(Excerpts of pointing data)
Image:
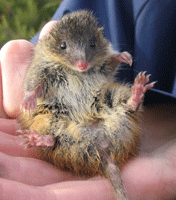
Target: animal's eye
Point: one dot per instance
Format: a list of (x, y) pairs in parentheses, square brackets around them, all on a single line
[(92, 44), (63, 45)]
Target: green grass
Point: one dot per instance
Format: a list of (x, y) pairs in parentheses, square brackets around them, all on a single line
[(22, 19)]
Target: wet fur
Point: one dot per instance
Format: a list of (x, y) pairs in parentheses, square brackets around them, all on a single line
[(80, 109)]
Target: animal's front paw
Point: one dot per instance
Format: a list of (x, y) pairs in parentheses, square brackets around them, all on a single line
[(29, 102), (34, 139), (138, 90), (124, 57)]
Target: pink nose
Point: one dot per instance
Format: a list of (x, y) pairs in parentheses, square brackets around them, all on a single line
[(81, 64)]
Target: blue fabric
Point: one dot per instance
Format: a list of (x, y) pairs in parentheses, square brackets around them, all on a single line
[(145, 28)]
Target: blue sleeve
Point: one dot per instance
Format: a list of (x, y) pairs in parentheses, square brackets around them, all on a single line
[(145, 28)]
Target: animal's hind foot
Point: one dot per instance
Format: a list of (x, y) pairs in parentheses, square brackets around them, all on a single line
[(34, 139)]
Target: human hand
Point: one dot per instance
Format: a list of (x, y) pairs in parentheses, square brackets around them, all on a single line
[(151, 175)]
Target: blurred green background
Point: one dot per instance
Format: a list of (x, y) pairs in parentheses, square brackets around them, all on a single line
[(24, 18)]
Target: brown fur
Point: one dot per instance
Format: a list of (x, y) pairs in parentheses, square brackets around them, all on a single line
[(80, 109)]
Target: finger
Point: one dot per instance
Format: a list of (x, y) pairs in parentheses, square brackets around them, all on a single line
[(15, 59), (2, 112), (10, 145), (86, 189), (19, 191), (9, 126), (81, 190), (150, 178), (31, 171)]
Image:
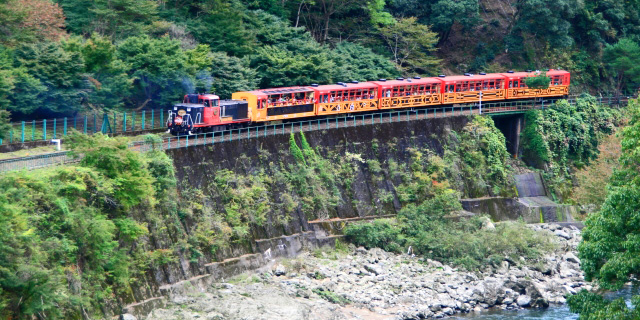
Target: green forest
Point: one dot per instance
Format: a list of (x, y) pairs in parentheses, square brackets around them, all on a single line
[(70, 56)]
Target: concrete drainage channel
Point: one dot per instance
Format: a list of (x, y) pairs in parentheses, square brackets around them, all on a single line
[(532, 206)]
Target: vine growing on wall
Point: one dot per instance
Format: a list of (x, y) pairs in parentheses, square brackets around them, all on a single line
[(565, 136)]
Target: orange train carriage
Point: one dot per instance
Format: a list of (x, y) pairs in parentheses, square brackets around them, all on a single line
[(206, 112)]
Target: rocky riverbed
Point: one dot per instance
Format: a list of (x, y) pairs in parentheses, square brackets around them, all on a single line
[(373, 284)]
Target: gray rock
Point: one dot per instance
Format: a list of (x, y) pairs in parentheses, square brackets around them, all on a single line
[(279, 270), (562, 234), (373, 269), (570, 257), (524, 301)]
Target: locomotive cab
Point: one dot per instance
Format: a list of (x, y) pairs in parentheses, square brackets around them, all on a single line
[(200, 113), (183, 117)]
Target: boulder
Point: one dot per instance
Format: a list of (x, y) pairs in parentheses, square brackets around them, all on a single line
[(524, 301), (562, 234), (373, 269), (279, 270), (570, 257)]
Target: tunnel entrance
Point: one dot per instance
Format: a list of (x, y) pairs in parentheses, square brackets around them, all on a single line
[(510, 125)]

#### Stated problem:
Please render the rows from the line with "Target: locomotive cab" through the end of the rows as a two-column CSV with the columns input and output. Give one CSV line per row, with its text under input and its answer under output, each in a single quoted field with line breaks replaced by spaces.

#### Written answer:
input,output
"Target: locomotive cab Point: one dot per instance Format: a list of (x, y) pairs in parentheses, square brackets around them, all on a single line","[(200, 113), (183, 117)]"
"Target: boulder Point: one dot per instance Format: a list of (x, y) pairs in parentheses, square brackets around them, all on a single line","[(524, 301), (562, 234), (373, 269), (279, 270), (570, 257)]"
"Target: tunnel entrance Point: one dot per instance Format: a list of (x, y) pairs in parentheses, square brackets around them, all on a single line","[(510, 125)]"